Given request. Copy each of the following items word for word, changing nothing.
-- Begin Records to use --
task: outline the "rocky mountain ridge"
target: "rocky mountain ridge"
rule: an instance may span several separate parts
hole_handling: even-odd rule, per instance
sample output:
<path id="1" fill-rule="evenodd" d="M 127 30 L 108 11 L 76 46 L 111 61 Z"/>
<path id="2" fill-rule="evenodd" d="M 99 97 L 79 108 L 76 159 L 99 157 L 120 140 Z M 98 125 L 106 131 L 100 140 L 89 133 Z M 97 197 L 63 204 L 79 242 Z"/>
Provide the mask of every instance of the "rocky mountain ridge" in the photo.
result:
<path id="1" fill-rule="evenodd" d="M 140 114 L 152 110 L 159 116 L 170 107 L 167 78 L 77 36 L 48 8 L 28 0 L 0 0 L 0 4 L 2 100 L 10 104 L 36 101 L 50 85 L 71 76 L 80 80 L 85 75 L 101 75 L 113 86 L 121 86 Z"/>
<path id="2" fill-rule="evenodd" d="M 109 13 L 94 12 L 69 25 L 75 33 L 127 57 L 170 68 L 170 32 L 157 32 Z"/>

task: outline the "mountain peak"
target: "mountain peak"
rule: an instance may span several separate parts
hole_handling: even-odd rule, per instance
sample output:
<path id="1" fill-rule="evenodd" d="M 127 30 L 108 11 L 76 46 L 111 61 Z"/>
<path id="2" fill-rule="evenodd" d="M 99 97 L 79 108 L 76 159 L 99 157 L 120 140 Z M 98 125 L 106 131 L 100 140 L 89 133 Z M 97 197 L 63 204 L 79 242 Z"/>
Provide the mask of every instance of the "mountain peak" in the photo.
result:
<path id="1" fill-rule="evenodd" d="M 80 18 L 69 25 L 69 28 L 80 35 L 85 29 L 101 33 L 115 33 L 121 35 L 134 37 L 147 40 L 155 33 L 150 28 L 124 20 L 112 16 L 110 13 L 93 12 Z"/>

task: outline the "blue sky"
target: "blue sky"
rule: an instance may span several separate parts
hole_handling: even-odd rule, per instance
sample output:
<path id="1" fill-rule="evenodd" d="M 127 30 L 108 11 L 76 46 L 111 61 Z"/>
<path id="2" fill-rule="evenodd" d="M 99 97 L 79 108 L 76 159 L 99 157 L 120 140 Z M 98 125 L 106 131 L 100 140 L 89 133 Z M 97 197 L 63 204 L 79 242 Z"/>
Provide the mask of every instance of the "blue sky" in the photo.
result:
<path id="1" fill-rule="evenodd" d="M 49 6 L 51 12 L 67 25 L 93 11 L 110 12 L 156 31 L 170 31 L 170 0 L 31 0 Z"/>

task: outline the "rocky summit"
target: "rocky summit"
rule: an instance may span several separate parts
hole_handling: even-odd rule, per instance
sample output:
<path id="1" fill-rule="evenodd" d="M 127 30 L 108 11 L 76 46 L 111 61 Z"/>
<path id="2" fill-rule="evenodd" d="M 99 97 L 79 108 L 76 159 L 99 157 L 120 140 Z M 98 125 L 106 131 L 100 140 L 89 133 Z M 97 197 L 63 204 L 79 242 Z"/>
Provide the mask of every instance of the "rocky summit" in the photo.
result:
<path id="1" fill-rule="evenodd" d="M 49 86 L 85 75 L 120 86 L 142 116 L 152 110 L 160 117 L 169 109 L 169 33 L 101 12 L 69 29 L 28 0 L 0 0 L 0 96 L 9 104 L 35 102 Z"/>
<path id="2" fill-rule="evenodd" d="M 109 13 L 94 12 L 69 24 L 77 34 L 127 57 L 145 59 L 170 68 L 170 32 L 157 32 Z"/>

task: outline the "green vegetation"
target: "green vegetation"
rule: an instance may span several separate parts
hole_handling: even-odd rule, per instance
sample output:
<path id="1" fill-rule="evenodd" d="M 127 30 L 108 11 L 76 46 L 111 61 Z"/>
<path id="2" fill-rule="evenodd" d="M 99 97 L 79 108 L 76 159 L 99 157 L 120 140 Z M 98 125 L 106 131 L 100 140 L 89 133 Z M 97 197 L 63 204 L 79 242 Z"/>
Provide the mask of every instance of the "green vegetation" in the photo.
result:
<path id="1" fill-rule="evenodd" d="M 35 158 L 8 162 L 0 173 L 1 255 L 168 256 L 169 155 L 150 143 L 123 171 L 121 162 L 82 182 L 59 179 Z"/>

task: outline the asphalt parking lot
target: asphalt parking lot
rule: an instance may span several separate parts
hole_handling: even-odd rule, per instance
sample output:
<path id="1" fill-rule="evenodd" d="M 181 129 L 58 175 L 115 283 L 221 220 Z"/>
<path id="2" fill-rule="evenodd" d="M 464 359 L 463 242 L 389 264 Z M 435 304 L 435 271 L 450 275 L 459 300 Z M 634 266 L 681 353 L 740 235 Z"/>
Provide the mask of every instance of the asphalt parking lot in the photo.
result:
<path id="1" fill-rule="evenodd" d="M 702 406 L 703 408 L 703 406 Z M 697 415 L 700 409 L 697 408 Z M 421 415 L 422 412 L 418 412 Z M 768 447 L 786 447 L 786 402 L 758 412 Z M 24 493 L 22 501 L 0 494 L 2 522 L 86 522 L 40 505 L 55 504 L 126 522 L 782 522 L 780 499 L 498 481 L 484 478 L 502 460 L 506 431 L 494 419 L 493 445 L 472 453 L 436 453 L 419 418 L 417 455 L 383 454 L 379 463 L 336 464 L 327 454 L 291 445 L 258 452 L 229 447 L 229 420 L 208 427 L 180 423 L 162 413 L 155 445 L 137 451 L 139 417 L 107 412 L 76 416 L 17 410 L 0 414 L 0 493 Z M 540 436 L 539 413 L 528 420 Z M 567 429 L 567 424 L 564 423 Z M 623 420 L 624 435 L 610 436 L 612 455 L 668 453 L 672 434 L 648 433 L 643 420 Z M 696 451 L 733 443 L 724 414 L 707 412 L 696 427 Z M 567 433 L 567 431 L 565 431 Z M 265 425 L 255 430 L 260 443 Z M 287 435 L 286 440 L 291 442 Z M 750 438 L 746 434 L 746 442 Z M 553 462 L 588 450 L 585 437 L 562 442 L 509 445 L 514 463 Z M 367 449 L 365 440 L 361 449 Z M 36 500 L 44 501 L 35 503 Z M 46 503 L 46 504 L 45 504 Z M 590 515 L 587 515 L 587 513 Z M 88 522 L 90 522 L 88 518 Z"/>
-- End Records to use --
Output for this task.
task: outline the "rocky mountain ridge"
target: "rocky mountain ridge"
rule: an instance may span several separate parts
hole_handling: even-odd rule, per instance
sample output:
<path id="1" fill-rule="evenodd" d="M 127 30 L 108 11 L 76 46 L 111 61 Z"/>
<path id="2" fill-rule="evenodd" d="M 99 97 L 79 108 L 76 159 L 99 157 L 120 140 Z M 98 125 L 106 131 L 100 140 L 89 133 Z M 97 197 L 63 204 L 79 242 Z"/>
Provide the mask of every instance of the "rocky mountain ridge" in the photo.
result:
<path id="1" fill-rule="evenodd" d="M 140 114 L 152 110 L 159 116 L 170 107 L 167 78 L 77 36 L 48 8 L 28 0 L 0 0 L 0 4 L 2 100 L 10 104 L 36 101 L 50 85 L 71 76 L 80 80 L 85 75 L 101 75 L 113 86 L 121 86 Z"/>
<path id="2" fill-rule="evenodd" d="M 109 13 L 94 12 L 69 25 L 75 33 L 127 57 L 170 68 L 170 32 L 157 32 Z"/>

task: outline the "mountain peak"
target: "mountain peak"
rule: an instance may span several separate parts
hole_handling: even-odd rule, per instance
sample output:
<path id="1" fill-rule="evenodd" d="M 127 30 L 108 11 L 76 46 L 111 61 Z"/>
<path id="2" fill-rule="evenodd" d="M 99 97 L 79 108 L 76 159 L 99 157 L 120 140 Z M 98 125 L 106 131 L 100 140 L 89 133 Z M 97 197 L 63 204 L 79 242 Z"/>
Provide the mask of every instance of the "mountain peak" in the photo.
result:
<path id="1" fill-rule="evenodd" d="M 80 18 L 69 25 L 69 28 L 80 35 L 85 29 L 101 33 L 115 33 L 121 35 L 134 37 L 147 40 L 155 33 L 150 28 L 124 20 L 112 16 L 110 13 L 93 12 Z"/>

task: outline the "blue sky"
target: "blue sky"
rule: an instance may span several separate parts
hole_handling: even-odd rule, per instance
sample output:
<path id="1" fill-rule="evenodd" d="M 127 30 L 108 11 L 76 46 L 111 61 Z"/>
<path id="2" fill-rule="evenodd" d="M 99 97 L 79 108 L 76 159 L 99 157 L 120 140 Z M 98 125 L 106 131 L 100 140 L 89 133 Z M 97 197 L 63 204 L 79 242 Z"/>
Provide the mask of every instance of the "blue sky" in the photo.
result:
<path id="1" fill-rule="evenodd" d="M 49 6 L 51 12 L 67 25 L 93 11 L 110 12 L 156 31 L 170 31 L 170 0 L 31 0 Z"/>

task: outline the "rocky summit"
target: "rocky summit"
rule: an instance may span several separate parts
hole_handling: even-odd rule, per instance
sample output:
<path id="1" fill-rule="evenodd" d="M 127 30 L 108 11 L 76 46 L 111 61 Z"/>
<path id="2" fill-rule="evenodd" d="M 99 97 L 79 108 L 76 159 L 99 157 L 120 140 Z M 98 125 L 106 131 L 100 140 L 89 133 Z M 97 197 L 63 204 L 79 242 Z"/>
Provide the mask of every instance of the "rocky summit" in the photo.
result:
<path id="1" fill-rule="evenodd" d="M 49 86 L 85 75 L 120 86 L 142 116 L 152 110 L 160 117 L 169 109 L 169 33 L 101 12 L 69 29 L 28 0 L 0 0 L 0 96 L 9 104 L 35 102 Z"/>
<path id="2" fill-rule="evenodd" d="M 109 13 L 94 12 L 69 24 L 77 34 L 127 57 L 145 59 L 170 68 L 170 32 L 157 32 Z"/>

task: outline the "green vegetation"
target: "green vegetation"
rule: an instance may span several separate parts
hole_handling: even-odd rule, per instance
sample output:
<path id="1" fill-rule="evenodd" d="M 127 30 L 108 11 L 76 46 L 111 61 Z"/>
<path id="2" fill-rule="evenodd" d="M 99 97 L 79 108 L 76 159 L 99 157 L 120 140 Z M 98 125 L 106 131 L 100 140 L 89 133 Z M 97 197 L 63 204 L 79 242 Z"/>
Provide the mask of every instance of the "green vegetation" in the photo.
result:
<path id="1" fill-rule="evenodd" d="M 35 158 L 8 162 L 0 173 L 1 255 L 168 256 L 169 155 L 150 143 L 123 171 L 121 162 L 82 182 L 59 179 Z"/>

task: outline the asphalt parking lot
target: asphalt parking lot
rule: an instance may span several separate parts
hole_handling: even-odd rule, per instance
sample output:
<path id="1" fill-rule="evenodd" d="M 181 129 L 58 175 L 115 283 L 221 220 Z"/>
<path id="2" fill-rule="evenodd" d="M 464 359 L 463 242 L 389 264 Z M 435 304 L 435 271 L 450 275 L 459 300 Z M 634 266 L 681 353 L 740 235 Z"/>
Provide the mask of every instance of the asphalt parking lot in the photo.
result:
<path id="1" fill-rule="evenodd" d="M 702 406 L 703 408 L 703 406 Z M 697 415 L 700 409 L 697 408 Z M 421 415 L 422 412 L 418 412 Z M 768 447 L 786 447 L 786 402 L 758 412 Z M 24 493 L 22 501 L 0 494 L 2 522 L 86 522 L 40 505 L 55 504 L 126 522 L 782 522 L 780 499 L 498 481 L 484 478 L 502 460 L 506 431 L 494 419 L 493 445 L 472 453 L 436 453 L 419 418 L 417 455 L 383 454 L 379 463 L 336 464 L 327 454 L 291 445 L 258 452 L 229 447 L 229 420 L 208 427 L 180 423 L 162 413 L 155 445 L 137 451 L 139 417 L 107 412 L 76 416 L 17 410 L 0 414 L 0 493 Z M 540 436 L 539 413 L 528 420 Z M 567 429 L 567 424 L 564 423 Z M 623 420 L 624 435 L 610 436 L 612 455 L 668 453 L 672 434 L 648 433 L 643 420 Z M 696 451 L 733 443 L 724 414 L 707 412 L 696 427 Z M 567 433 L 567 431 L 565 431 Z M 265 425 L 255 430 L 260 443 Z M 287 435 L 286 440 L 291 442 Z M 750 438 L 746 434 L 746 442 Z M 553 462 L 588 450 L 585 437 L 562 442 L 509 445 L 514 463 Z M 367 449 L 365 440 L 361 449 Z M 36 500 L 44 501 L 35 503 Z M 46 503 L 46 504 L 45 504 Z M 590 515 L 587 515 L 587 513 Z M 88 522 L 90 522 L 88 518 Z"/>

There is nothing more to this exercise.